** Opening RECORDS block **

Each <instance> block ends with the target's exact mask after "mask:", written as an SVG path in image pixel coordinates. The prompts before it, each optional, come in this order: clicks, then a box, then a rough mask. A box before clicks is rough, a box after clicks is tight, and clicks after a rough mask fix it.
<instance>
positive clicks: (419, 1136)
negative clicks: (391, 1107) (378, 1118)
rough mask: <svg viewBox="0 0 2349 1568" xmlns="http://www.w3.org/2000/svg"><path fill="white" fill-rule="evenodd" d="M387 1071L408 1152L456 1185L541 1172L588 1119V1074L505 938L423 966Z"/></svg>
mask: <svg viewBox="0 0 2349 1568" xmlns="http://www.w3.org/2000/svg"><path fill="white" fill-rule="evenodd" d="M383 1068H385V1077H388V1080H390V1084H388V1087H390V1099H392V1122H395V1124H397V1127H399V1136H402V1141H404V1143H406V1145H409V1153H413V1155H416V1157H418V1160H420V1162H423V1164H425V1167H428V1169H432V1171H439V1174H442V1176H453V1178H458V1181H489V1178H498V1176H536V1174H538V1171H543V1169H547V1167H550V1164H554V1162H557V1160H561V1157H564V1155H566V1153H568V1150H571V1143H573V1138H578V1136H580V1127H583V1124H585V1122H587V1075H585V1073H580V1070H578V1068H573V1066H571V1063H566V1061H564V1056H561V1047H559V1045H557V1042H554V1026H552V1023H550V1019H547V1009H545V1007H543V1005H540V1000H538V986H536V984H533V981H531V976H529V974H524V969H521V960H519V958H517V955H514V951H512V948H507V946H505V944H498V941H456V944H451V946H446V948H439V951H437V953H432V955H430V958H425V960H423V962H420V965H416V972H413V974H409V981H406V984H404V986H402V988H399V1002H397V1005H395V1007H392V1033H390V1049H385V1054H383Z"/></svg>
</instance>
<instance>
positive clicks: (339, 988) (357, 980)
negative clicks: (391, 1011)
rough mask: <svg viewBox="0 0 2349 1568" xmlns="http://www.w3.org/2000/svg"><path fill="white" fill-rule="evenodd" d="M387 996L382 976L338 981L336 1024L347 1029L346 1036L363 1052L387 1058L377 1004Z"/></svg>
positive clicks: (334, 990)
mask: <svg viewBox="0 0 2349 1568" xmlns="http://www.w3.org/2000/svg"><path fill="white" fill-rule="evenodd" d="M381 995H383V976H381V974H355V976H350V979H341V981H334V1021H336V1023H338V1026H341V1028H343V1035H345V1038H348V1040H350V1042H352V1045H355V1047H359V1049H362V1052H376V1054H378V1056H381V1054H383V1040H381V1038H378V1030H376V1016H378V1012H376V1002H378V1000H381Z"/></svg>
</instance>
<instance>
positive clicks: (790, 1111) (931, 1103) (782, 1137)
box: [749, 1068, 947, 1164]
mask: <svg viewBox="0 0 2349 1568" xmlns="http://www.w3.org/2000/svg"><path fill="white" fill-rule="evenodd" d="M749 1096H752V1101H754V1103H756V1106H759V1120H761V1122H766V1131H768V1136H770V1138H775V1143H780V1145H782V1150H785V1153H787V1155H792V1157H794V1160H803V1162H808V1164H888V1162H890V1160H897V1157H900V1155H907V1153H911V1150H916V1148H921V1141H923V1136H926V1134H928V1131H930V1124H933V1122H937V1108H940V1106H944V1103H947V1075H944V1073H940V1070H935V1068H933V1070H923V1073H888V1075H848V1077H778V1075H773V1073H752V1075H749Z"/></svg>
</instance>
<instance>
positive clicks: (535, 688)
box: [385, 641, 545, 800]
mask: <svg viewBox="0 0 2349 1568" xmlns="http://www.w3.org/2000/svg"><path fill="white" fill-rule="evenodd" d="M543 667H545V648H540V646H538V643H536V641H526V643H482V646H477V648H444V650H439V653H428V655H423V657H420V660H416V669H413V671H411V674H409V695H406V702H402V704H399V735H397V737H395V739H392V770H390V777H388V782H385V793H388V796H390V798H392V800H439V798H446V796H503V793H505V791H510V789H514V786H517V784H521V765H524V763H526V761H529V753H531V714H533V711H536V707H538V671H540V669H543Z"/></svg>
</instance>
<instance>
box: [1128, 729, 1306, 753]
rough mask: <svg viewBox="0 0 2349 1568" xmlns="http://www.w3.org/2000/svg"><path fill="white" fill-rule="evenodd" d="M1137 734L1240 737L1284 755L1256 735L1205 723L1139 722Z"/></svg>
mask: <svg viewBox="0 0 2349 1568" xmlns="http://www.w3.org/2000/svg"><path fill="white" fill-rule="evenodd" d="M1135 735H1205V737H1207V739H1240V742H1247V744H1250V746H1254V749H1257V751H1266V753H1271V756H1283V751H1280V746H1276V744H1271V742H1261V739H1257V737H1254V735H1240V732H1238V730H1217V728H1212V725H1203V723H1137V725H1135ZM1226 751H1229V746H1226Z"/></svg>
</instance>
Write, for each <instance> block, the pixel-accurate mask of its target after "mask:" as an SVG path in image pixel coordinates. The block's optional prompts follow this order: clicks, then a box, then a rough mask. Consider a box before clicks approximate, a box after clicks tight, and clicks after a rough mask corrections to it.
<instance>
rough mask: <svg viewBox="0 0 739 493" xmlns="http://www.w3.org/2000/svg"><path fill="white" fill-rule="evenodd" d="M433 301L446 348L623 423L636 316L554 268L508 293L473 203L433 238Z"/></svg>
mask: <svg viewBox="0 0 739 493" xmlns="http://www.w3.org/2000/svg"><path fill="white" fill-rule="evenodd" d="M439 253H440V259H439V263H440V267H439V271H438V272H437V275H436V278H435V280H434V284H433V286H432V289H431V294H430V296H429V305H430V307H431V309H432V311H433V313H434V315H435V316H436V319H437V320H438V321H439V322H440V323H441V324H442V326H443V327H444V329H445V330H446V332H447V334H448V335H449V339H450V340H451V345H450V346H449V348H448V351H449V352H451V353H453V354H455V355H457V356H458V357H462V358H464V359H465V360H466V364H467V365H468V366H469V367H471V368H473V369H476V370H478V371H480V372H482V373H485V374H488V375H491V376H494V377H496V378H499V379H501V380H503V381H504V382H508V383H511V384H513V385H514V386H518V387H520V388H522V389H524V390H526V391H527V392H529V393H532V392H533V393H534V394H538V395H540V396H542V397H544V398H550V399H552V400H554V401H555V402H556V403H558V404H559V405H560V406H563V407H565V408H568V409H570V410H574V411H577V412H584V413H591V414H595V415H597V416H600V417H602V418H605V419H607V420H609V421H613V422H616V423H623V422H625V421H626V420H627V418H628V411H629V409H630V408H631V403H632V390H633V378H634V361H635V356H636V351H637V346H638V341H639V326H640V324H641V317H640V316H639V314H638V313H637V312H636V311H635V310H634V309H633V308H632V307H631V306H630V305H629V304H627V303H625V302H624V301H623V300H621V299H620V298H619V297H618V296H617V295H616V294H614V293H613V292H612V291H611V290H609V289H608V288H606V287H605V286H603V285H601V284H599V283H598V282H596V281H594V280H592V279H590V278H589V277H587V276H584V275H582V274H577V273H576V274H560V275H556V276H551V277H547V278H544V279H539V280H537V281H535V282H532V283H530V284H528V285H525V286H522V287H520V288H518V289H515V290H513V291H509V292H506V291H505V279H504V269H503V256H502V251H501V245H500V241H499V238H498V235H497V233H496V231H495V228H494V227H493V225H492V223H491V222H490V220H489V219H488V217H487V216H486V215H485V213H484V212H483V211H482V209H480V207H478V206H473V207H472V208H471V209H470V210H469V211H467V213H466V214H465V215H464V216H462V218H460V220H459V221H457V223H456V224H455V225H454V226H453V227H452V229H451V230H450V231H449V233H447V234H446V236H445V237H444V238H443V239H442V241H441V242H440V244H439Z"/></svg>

** Closing RECORDS block **

**REQUIREMENT**:
Pick out every line in the entries above that contains the string "image" and copy each of those lines. Case matters.

**FINISHED TASK**:
Each <instance> block ends with the target's exact mask after "mask:", written as an SVG path in image pixel coordinates. The prompts before it, each optional, come in this order: clicks, then a box, then a rough mask. A box before clicks is rough, a box after clicks is tight, and clicks after a rough mask fix it.
Write, for each <instance> block, the pixel-accurate mask of its target after "mask:" as an SVG path in image pixel coordinates. The block's optional prompts follow this order: clicks, then a box, then a rough mask. Consider a box before clicks approximate, a box after clicks tight, and clicks after a rough mask corrections to it.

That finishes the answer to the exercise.